Reproduce word for word the lines of the listing below, from the line that contains "Teacher note: have the class pick out the canvas" through the end of the listing, with both of those ends included.

— begin INPUT MATERIAL —

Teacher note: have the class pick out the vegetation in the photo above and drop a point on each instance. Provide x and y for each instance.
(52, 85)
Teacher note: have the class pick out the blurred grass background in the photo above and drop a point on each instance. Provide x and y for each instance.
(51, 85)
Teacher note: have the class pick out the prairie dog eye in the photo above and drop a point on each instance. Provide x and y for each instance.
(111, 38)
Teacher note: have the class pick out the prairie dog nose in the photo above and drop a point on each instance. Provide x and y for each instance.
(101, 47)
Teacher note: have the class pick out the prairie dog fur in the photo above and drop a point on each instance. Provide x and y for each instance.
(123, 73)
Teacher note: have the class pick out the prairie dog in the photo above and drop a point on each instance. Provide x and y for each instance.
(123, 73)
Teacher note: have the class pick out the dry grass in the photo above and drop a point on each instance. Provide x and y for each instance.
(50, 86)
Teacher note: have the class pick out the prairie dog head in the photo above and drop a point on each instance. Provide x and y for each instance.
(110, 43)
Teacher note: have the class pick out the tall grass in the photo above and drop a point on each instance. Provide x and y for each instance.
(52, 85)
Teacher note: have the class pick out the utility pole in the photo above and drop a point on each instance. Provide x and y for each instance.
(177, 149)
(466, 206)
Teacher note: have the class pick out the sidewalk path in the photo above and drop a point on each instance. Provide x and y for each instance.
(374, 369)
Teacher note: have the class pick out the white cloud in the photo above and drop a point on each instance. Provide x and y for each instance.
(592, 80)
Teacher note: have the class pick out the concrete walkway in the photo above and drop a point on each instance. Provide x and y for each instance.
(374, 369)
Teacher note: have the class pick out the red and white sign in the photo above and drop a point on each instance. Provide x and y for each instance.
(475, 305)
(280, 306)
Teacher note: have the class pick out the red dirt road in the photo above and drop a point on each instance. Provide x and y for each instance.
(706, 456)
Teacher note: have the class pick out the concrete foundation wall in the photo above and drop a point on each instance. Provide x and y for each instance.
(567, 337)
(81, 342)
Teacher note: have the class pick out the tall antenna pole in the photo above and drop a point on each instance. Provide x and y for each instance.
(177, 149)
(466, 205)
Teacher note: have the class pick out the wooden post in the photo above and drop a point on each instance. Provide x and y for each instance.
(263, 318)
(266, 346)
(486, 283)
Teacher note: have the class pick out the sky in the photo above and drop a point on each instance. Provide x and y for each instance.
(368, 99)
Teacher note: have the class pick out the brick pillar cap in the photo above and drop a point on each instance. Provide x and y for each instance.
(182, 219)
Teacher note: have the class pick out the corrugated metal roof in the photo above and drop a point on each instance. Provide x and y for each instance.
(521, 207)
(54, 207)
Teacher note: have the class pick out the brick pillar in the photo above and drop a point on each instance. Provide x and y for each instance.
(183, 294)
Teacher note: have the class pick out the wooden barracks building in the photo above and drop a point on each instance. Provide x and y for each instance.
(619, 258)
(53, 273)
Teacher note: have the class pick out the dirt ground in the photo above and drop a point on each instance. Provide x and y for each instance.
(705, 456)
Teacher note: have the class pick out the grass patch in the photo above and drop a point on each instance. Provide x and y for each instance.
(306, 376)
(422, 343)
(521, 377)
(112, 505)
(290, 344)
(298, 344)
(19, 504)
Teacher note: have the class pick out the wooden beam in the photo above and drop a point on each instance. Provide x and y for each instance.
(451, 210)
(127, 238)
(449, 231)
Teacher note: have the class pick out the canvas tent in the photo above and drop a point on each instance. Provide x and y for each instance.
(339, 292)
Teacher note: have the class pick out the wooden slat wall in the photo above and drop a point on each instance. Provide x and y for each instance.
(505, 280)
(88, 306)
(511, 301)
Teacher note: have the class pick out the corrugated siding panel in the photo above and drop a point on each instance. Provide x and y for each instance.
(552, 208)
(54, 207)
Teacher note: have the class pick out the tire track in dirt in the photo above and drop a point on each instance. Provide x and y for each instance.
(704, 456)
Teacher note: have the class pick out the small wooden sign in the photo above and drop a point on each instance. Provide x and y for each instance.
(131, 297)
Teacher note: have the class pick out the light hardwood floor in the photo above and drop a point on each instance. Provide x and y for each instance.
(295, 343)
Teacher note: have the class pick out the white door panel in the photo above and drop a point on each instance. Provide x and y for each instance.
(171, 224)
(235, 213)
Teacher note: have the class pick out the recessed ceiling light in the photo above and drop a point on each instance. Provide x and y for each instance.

— end INPUT MATERIAL —

[COMPLETE ANSWER]:
Teacher note: have the class pick out the canvas tent in the photo above and drop a point on each instance. Provide x and y for each instance.
(339, 292)
Teacher note: have the class pick out the wooden slat wall in the photo above and drop a point on each instance. Provide x and y for each instance.
(505, 280)
(88, 306)
(511, 301)
Teacher note: have the class pick out the corrugated siding panel in the photo above and drop a point on each instance. Provide x and y for each instance.
(552, 208)
(54, 207)
Teacher note: have the class pick out the tire track in dirt in the photo above and drop a point on each instance. Provide x and y for each instance.
(704, 456)
Teacher note: have the class pick out the small wooden sign in the photo above and drop a point on each instance. Provide x and y for each instance.
(131, 297)
Teacher note: have the class pick out the light hardwood floor in the photo above and drop a point on each instance. Provide x and y for each instance.
(295, 343)
Teacher note: have the class pick out the white door panel in the photo above and drop a point on each instance. Provide x and y for each instance.
(171, 224)
(235, 213)
Teacher note: have the class pick out the recessed ceiling light in the photo above and drop a point on each instance. Provide x and y for each instance.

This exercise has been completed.